■ **Exercise goal**
Rewrite the rows below, replacing "open hood" with "raised hood" and leaving everything else unchanged.

>> start

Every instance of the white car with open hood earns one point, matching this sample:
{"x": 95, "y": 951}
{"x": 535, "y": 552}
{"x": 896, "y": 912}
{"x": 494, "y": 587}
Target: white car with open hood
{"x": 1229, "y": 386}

>> end

■ **Solution to the exercise**
Every instance of the white car with raised hood earns one point, matching this sample:
{"x": 95, "y": 951}
{"x": 535, "y": 552}
{"x": 896, "y": 912}
{"x": 494, "y": 587}
Target: white car with raised hood
{"x": 1229, "y": 386}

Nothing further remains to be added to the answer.